#### TEXTO EXTRAÍDO
- - - - -
Pesquisa aponta relação entre desenvolvimento agrícola e doenças como a covid-19
Artigo publicado na Frontiers in Public Health tem coautoria de pesquisador da UFMG
A dispersão de doenças na Amazônia está diretamente relacionada à trajetória de desenvolvimento agrícola dos municípios e à perda de biodiversidade. A covid-19, por exemplo, espalhou-se com facilidade em todos municípios, pois se relaciona com o tráfego de pessoas. É o que aponta o estudo publicado ontem, 13 de julho, na revista Frontiers in Public Health. A autoria é de pesquisadores do projeto Trajetórias, do Centro de Síntese em Biodiversidade do Conselho Nacional de Desenvolvimento Científico e Tecnológico (CNPq), com participação do pesquisador Milton Barbosa, que realiza residência pós-doutoral no Laboratório de Ecologia Evolutiva de Biodiversidade do Instituto de Ciências Biológicas (ICB) da UFMG.
- - - - -
#### DADOS DO CONJUNTO
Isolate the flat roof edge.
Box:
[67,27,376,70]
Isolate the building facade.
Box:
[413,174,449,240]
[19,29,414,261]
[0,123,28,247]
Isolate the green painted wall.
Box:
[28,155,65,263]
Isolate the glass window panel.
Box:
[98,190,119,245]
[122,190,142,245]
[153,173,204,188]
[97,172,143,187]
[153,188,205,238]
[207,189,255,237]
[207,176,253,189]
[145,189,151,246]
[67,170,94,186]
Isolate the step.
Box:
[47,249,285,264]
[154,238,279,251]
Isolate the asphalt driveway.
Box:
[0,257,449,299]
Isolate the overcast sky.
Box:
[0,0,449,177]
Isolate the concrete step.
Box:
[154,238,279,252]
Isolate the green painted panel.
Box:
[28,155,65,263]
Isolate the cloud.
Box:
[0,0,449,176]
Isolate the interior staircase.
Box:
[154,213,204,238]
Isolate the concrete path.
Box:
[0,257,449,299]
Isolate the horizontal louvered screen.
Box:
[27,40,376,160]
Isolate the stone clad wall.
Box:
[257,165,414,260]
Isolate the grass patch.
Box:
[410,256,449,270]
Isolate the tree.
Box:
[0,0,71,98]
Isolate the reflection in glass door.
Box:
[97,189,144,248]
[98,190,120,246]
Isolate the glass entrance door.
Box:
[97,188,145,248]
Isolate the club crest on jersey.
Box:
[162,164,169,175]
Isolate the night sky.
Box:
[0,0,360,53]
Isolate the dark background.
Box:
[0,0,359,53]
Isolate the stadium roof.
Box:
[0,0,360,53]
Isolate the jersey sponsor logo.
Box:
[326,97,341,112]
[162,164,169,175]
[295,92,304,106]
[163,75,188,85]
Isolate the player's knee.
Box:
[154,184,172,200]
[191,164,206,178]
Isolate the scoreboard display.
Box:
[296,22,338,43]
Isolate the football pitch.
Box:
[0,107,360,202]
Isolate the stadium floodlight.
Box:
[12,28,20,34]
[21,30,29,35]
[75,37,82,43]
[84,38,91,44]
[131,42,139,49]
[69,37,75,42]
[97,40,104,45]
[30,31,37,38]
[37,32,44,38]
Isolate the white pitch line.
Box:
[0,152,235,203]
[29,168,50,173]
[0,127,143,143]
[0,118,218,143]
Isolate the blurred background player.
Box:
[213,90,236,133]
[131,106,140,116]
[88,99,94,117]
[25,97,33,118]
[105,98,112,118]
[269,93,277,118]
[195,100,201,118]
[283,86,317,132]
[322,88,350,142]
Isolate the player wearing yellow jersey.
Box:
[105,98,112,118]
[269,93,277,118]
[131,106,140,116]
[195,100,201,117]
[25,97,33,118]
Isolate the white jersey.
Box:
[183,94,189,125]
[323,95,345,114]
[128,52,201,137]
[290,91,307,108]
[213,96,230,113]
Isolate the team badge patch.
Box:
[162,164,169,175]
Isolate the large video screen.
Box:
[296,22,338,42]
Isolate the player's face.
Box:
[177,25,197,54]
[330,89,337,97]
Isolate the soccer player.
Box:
- - - - -
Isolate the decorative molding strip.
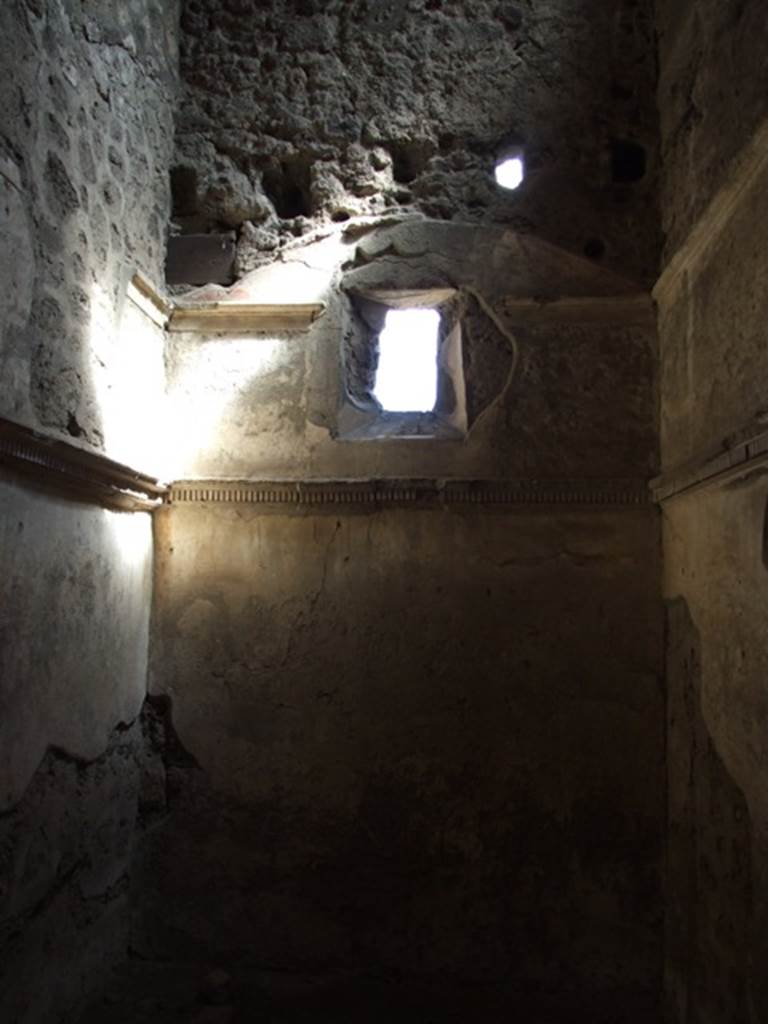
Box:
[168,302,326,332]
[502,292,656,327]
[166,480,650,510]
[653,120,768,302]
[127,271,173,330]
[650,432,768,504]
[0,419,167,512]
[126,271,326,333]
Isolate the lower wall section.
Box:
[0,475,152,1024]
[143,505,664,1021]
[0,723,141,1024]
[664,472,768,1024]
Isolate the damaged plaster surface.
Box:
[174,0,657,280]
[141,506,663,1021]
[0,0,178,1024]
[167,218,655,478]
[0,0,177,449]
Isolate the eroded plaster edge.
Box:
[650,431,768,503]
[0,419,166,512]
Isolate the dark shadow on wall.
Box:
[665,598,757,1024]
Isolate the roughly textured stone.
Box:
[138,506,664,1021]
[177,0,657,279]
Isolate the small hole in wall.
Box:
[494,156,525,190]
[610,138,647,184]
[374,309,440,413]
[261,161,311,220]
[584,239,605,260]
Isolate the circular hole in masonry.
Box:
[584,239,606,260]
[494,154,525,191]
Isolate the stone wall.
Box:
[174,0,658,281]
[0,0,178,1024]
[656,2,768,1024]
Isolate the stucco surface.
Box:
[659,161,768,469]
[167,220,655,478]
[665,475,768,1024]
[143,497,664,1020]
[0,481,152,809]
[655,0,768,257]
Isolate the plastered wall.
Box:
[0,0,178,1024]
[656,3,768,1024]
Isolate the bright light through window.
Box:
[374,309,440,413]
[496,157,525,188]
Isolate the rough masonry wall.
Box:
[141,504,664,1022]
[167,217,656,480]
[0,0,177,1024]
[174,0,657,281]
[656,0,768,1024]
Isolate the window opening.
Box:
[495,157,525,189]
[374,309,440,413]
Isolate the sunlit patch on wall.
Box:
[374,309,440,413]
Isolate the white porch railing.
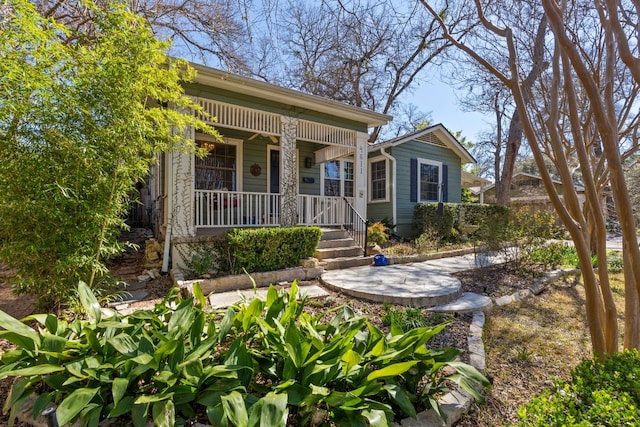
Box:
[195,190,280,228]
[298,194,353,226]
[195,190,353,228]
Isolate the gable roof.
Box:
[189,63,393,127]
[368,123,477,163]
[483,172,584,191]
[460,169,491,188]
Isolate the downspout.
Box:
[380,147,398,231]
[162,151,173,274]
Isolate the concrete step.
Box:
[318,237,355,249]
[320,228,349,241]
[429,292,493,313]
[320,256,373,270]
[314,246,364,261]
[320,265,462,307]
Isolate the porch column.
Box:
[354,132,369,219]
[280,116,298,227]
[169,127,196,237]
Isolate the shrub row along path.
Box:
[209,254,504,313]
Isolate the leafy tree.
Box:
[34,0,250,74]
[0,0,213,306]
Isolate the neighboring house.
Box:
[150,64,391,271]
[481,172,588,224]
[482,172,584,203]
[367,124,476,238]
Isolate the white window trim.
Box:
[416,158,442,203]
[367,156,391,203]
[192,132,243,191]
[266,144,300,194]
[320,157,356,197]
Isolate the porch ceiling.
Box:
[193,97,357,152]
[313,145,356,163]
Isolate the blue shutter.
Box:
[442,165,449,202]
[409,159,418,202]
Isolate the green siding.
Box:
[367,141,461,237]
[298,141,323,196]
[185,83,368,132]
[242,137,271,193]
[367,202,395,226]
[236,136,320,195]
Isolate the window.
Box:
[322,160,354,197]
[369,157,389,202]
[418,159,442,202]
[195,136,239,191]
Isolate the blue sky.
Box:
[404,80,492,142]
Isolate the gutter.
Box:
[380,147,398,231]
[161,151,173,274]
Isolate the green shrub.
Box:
- - - - -
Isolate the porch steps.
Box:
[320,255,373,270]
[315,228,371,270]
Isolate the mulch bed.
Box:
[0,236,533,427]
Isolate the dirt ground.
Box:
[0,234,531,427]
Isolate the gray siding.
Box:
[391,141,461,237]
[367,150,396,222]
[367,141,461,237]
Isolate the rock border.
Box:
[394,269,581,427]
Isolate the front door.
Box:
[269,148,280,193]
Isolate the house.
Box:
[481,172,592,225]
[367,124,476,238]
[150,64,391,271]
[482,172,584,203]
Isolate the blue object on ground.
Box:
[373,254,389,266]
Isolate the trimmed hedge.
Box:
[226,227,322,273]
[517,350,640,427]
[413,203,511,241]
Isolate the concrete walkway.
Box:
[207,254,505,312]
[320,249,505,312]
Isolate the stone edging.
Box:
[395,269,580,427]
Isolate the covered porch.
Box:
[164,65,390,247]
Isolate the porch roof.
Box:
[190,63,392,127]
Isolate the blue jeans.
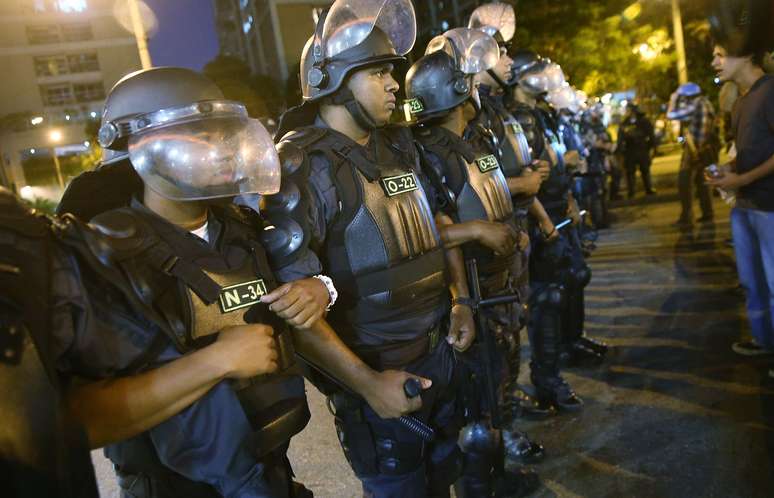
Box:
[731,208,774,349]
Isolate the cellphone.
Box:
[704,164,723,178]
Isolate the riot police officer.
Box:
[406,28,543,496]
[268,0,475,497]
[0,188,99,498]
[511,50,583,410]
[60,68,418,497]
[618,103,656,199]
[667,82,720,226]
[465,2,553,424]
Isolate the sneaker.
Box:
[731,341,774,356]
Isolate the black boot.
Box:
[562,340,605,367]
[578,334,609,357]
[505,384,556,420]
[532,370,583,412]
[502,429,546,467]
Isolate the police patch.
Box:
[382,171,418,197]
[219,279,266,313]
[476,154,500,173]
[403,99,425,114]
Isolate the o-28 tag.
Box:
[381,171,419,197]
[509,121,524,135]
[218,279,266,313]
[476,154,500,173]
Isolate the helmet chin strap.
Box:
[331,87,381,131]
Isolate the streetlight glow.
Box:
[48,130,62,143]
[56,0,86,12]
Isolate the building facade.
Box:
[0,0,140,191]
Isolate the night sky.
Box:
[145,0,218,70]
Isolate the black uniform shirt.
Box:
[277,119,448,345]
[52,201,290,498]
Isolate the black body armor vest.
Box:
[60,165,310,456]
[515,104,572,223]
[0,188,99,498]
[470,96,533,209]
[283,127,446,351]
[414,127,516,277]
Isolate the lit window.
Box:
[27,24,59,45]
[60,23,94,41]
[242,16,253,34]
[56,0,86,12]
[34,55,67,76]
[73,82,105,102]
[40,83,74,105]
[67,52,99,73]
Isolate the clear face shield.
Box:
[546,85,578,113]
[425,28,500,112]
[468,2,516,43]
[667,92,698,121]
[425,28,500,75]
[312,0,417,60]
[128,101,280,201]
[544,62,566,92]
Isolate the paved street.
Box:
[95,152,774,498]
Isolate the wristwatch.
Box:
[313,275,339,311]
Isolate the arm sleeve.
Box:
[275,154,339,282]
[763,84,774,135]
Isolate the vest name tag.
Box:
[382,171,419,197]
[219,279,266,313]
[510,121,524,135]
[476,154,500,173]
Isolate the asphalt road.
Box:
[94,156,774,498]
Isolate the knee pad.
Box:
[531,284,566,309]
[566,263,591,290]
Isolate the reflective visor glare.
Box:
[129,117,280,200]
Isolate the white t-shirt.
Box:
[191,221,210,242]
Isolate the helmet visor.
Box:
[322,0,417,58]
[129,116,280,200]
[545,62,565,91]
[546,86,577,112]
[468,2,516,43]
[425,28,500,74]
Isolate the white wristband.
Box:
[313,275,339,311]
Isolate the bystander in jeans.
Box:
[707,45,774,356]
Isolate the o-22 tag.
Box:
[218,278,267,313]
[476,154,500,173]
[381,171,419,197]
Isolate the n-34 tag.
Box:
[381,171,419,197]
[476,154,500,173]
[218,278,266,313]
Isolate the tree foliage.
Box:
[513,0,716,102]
- - - - -
#### VERIFIQUE SUA COMPREENSÃO
1. Extraia do texto sobre desenvolvimento agrícola e doenças o trecho que vai de "Pesquisa aponta relação" até "(ICB) da UFMG.", inclusive.
2. Reescreva em forma de lista o parágrafo do texto sobre desenvolvimento agrícola e doenças iniciado por "A dispersão de doenças na Amazônia", preservando seus fatos principais.

#### RESPOSTAS DAS TAREFAS
1.
Pesquisa aponta relação entre desenvolvimento agrícola e doenças como a covid-19
Artigo publicado na Frontiers in Public Health tem coautoria de pesquisador da UFMG
A dispersão de doenças na Amazônia está diretamente relacionada à trajetória de desenvolvimento agrícola dos municípios e à perda de biodiversidade. A covid-19, por exemplo, espalhou-se com facilidade em todos municípios, pois se relaciona com o tráfego de pessoas. É o que aponta o estudo publicado ontem, 13 de julho, na revista Frontiers in Public Health. A autoria é de pesquisadores do projeto Trajetórias, do Centro de Síntese em Biodiversidade do Conselho Nacional de Desenvolvimento Científico e Tecnológico (CNPq), com participação do pesquisador Milton Barbosa, que realiza residência pós-doutoral no Laboratório de Ecologia Evolutiva de Biodiversidade do Instituto de Ciências Biológicas (ICB) da UFMG.

2.
- A dispersão de doenças na Amazônia está diretamente relacionada à trajetória de desenvolvimento agrícola dos municípios e à perda de biodiversidade.
- A covid-19 espalhou-se com facilidade em todos os municípios, pois se relaciona com o tráfego de pessoas.
- O estudo foi publicado em 13 de julho na revista Frontiers in Public Health.
- Autoria: pesquisadores do projeto Trajetórias, do Centro de Síntese em Biodiversidade do CNPq.
- Participação: Milton Barbosa, em residência pós-doutoral no Laboratório de Ecologia Evolutiva de Biodiversidade do ICB da UFMG.